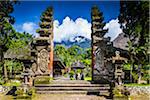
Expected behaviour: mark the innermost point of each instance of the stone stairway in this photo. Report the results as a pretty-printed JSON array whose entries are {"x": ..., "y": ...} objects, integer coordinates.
[{"x": 73, "y": 87}]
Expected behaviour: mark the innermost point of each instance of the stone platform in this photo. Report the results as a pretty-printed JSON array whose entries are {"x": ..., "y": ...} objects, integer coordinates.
[{"x": 73, "y": 87}]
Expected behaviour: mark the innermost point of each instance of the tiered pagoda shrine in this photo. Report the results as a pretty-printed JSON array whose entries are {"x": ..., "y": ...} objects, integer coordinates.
[
  {"x": 42, "y": 46},
  {"x": 102, "y": 68}
]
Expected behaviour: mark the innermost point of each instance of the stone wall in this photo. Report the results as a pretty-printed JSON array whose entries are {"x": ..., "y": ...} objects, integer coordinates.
[{"x": 137, "y": 90}]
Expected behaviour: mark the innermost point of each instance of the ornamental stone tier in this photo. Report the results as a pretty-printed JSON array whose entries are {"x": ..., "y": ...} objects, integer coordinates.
[
  {"x": 42, "y": 46},
  {"x": 101, "y": 66}
]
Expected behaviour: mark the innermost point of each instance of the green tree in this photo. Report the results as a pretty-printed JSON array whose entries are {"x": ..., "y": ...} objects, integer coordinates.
[{"x": 134, "y": 19}]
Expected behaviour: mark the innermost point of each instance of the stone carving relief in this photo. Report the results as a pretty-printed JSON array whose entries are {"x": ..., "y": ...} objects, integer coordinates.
[{"x": 43, "y": 60}]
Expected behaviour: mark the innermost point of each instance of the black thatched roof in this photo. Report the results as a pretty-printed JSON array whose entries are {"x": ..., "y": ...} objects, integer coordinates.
[
  {"x": 21, "y": 54},
  {"x": 78, "y": 65}
]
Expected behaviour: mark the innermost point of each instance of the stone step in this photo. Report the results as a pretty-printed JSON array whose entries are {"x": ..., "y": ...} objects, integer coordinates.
[
  {"x": 72, "y": 92},
  {"x": 71, "y": 85},
  {"x": 71, "y": 88}
]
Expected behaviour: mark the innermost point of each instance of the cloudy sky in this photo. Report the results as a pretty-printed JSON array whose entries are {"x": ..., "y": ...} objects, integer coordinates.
[{"x": 71, "y": 19}]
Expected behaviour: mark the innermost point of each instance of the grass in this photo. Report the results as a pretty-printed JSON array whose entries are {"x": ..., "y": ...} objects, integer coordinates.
[
  {"x": 12, "y": 84},
  {"x": 135, "y": 84},
  {"x": 88, "y": 78}
]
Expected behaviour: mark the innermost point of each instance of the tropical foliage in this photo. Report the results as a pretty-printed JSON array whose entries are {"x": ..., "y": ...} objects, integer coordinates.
[{"x": 134, "y": 19}]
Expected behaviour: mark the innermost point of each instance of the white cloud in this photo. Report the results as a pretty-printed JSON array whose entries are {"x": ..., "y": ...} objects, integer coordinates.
[
  {"x": 113, "y": 29},
  {"x": 70, "y": 29}
]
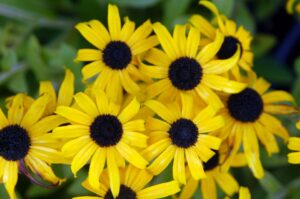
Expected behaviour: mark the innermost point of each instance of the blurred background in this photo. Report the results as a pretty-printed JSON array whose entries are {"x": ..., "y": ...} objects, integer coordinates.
[{"x": 38, "y": 40}]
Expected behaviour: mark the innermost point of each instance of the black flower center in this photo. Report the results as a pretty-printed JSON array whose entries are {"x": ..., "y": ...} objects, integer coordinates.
[
  {"x": 245, "y": 106},
  {"x": 106, "y": 130},
  {"x": 183, "y": 133},
  {"x": 228, "y": 48},
  {"x": 185, "y": 73},
  {"x": 117, "y": 55},
  {"x": 212, "y": 162},
  {"x": 14, "y": 143},
  {"x": 125, "y": 193}
]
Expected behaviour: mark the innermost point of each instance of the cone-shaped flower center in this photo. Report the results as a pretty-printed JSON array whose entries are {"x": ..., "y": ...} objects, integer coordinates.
[
  {"x": 228, "y": 48},
  {"x": 106, "y": 130},
  {"x": 245, "y": 106},
  {"x": 183, "y": 133},
  {"x": 212, "y": 162},
  {"x": 117, "y": 55},
  {"x": 185, "y": 73},
  {"x": 14, "y": 143}
]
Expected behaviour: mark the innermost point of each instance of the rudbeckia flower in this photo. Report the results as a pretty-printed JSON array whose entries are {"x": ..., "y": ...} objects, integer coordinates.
[
  {"x": 249, "y": 117},
  {"x": 181, "y": 134},
  {"x": 23, "y": 143},
  {"x": 102, "y": 132},
  {"x": 215, "y": 176},
  {"x": 234, "y": 37},
  {"x": 294, "y": 144},
  {"x": 115, "y": 59},
  {"x": 182, "y": 68},
  {"x": 133, "y": 186}
]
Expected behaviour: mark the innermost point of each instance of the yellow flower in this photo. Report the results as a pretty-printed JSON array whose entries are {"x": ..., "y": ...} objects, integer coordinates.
[
  {"x": 244, "y": 193},
  {"x": 248, "y": 119},
  {"x": 100, "y": 131},
  {"x": 234, "y": 37},
  {"x": 132, "y": 185},
  {"x": 115, "y": 60},
  {"x": 65, "y": 93},
  {"x": 181, "y": 135},
  {"x": 294, "y": 144},
  {"x": 292, "y": 5},
  {"x": 214, "y": 176},
  {"x": 183, "y": 68},
  {"x": 23, "y": 142}
]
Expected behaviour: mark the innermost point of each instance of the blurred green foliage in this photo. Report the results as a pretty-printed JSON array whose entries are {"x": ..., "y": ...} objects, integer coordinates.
[{"x": 38, "y": 40}]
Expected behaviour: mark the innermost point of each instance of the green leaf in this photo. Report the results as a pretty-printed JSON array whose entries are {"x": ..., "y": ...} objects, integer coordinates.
[
  {"x": 270, "y": 184},
  {"x": 17, "y": 83},
  {"x": 35, "y": 61},
  {"x": 136, "y": 4},
  {"x": 9, "y": 60},
  {"x": 173, "y": 9},
  {"x": 225, "y": 7},
  {"x": 262, "y": 44},
  {"x": 273, "y": 71},
  {"x": 243, "y": 17}
]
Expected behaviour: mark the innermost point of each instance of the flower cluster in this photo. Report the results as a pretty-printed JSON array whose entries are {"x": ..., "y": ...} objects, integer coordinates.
[{"x": 188, "y": 100}]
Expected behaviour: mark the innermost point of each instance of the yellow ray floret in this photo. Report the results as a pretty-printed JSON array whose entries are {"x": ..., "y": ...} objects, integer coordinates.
[{"x": 102, "y": 132}]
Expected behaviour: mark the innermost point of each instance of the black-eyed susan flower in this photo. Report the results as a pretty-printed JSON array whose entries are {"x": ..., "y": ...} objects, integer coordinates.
[
  {"x": 214, "y": 176},
  {"x": 23, "y": 142},
  {"x": 102, "y": 132},
  {"x": 64, "y": 96},
  {"x": 294, "y": 144},
  {"x": 182, "y": 68},
  {"x": 133, "y": 186},
  {"x": 181, "y": 135},
  {"x": 249, "y": 117},
  {"x": 115, "y": 60},
  {"x": 234, "y": 37}
]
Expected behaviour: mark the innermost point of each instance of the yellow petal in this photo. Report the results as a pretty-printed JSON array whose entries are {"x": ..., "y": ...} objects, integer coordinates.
[
  {"x": 16, "y": 111},
  {"x": 179, "y": 166},
  {"x": 162, "y": 161},
  {"x": 96, "y": 167},
  {"x": 74, "y": 116},
  {"x": 66, "y": 90},
  {"x": 187, "y": 105},
  {"x": 71, "y": 131},
  {"x": 208, "y": 188},
  {"x": 129, "y": 111},
  {"x": 10, "y": 177},
  {"x": 82, "y": 157},
  {"x": 88, "y": 55},
  {"x": 86, "y": 104},
  {"x": 221, "y": 66},
  {"x": 161, "y": 110},
  {"x": 222, "y": 84},
  {"x": 192, "y": 42},
  {"x": 211, "y": 49},
  {"x": 194, "y": 164},
  {"x": 159, "y": 191},
  {"x": 131, "y": 155},
  {"x": 114, "y": 22},
  {"x": 113, "y": 172},
  {"x": 90, "y": 35},
  {"x": 35, "y": 111},
  {"x": 3, "y": 120}
]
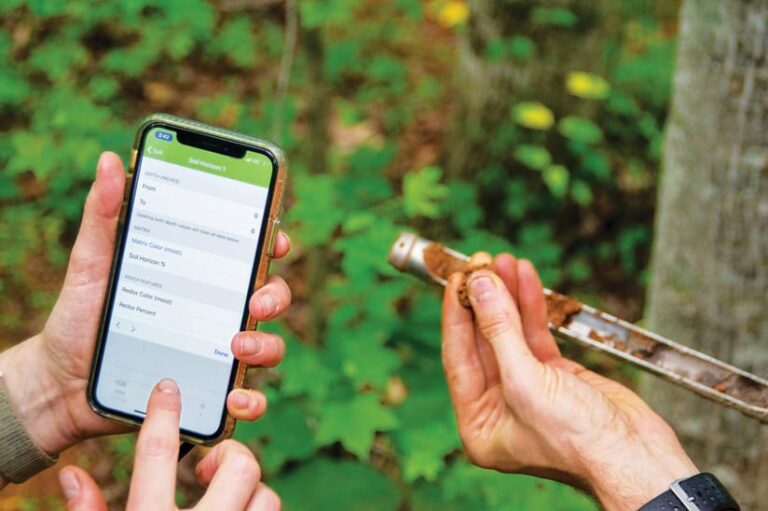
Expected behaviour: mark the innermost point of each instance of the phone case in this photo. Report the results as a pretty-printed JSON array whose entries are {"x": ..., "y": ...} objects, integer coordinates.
[{"x": 273, "y": 225}]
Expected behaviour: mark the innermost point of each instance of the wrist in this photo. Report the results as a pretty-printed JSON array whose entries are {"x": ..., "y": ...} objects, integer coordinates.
[
  {"x": 36, "y": 397},
  {"x": 634, "y": 476}
]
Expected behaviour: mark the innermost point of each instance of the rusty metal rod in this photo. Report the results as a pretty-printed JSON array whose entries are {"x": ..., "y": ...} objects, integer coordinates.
[{"x": 594, "y": 329}]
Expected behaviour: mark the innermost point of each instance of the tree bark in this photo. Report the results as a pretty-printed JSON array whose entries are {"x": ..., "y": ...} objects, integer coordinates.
[{"x": 710, "y": 260}]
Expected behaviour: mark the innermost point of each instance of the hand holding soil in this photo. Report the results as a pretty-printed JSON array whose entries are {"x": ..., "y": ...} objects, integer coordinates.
[{"x": 522, "y": 407}]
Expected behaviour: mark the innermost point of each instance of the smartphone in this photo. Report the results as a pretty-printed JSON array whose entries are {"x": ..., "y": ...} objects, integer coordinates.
[{"x": 196, "y": 233}]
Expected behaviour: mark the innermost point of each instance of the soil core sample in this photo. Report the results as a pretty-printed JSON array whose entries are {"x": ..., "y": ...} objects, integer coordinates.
[{"x": 560, "y": 308}]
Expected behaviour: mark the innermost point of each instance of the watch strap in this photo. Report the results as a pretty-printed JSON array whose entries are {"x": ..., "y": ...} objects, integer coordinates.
[
  {"x": 702, "y": 492},
  {"x": 20, "y": 458}
]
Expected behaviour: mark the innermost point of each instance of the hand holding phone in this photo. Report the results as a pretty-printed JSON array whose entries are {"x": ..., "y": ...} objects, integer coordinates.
[
  {"x": 200, "y": 223},
  {"x": 229, "y": 470},
  {"x": 46, "y": 376}
]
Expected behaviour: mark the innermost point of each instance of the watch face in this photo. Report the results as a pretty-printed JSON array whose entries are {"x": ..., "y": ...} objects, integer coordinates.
[{"x": 702, "y": 492}]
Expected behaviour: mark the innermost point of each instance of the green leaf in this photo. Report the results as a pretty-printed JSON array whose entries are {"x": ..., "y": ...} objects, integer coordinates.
[
  {"x": 236, "y": 41},
  {"x": 522, "y": 47},
  {"x": 319, "y": 13},
  {"x": 285, "y": 431},
  {"x": 325, "y": 485},
  {"x": 556, "y": 178},
  {"x": 364, "y": 361},
  {"x": 554, "y": 16},
  {"x": 305, "y": 371},
  {"x": 354, "y": 423},
  {"x": 422, "y": 192},
  {"x": 424, "y": 448},
  {"x": 317, "y": 212},
  {"x": 580, "y": 130},
  {"x": 534, "y": 156}
]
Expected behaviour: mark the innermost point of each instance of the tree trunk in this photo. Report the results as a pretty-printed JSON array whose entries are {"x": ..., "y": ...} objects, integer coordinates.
[
  {"x": 487, "y": 90},
  {"x": 710, "y": 259}
]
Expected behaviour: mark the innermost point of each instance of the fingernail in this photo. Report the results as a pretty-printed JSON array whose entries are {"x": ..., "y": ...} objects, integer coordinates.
[
  {"x": 100, "y": 164},
  {"x": 240, "y": 400},
  {"x": 268, "y": 304},
  {"x": 69, "y": 484},
  {"x": 482, "y": 288},
  {"x": 250, "y": 346},
  {"x": 168, "y": 387}
]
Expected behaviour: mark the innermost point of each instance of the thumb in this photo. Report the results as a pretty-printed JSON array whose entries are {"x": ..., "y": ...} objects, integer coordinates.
[
  {"x": 92, "y": 252},
  {"x": 499, "y": 321},
  {"x": 80, "y": 490}
]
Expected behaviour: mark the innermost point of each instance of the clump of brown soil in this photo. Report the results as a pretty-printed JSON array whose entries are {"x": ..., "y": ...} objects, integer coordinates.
[
  {"x": 560, "y": 308},
  {"x": 441, "y": 263}
]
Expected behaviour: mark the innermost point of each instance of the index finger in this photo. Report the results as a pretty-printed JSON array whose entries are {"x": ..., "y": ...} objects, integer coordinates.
[
  {"x": 461, "y": 358},
  {"x": 153, "y": 485},
  {"x": 282, "y": 245}
]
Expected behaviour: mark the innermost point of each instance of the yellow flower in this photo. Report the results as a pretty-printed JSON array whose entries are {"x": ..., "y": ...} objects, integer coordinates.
[
  {"x": 587, "y": 85},
  {"x": 533, "y": 115},
  {"x": 454, "y": 12}
]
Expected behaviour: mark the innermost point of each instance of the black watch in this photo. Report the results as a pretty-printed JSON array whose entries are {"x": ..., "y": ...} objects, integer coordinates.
[{"x": 702, "y": 492}]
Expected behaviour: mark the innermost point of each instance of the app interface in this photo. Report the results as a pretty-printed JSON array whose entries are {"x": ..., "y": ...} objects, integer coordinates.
[{"x": 182, "y": 285}]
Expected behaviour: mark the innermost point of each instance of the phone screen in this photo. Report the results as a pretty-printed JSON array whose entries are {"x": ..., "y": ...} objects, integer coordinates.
[{"x": 183, "y": 277}]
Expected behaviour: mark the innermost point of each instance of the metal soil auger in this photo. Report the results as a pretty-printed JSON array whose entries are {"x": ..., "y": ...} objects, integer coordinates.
[{"x": 571, "y": 320}]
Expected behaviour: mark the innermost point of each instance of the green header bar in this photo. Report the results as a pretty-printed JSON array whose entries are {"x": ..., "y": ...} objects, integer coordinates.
[{"x": 253, "y": 168}]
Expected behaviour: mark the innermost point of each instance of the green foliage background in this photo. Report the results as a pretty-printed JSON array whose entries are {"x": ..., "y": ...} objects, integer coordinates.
[{"x": 359, "y": 416}]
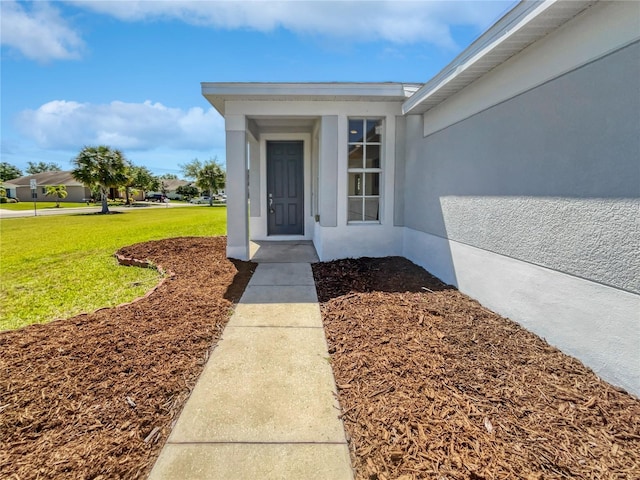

========================================================================

#### [YOUR OBJECTIVE]
Show each line above that contains the word "blurred", copied in full. Case counts.

#### [SOLUTION TO THE PROBLEM]
Expected behaviour: mark the innermost point of each instance of the blurred background in this photo. Report the results as a pretty-printed JSON array whose entries are {"x": ..., "y": ...} objects, integer coordinates.
Expected behaviour: mark the innermost point of each instance of the blurred green foliage in this photo. Report the results as a pretty-printed JSON array whose entries are {"x": ..., "y": ...} objects, integer coordinates.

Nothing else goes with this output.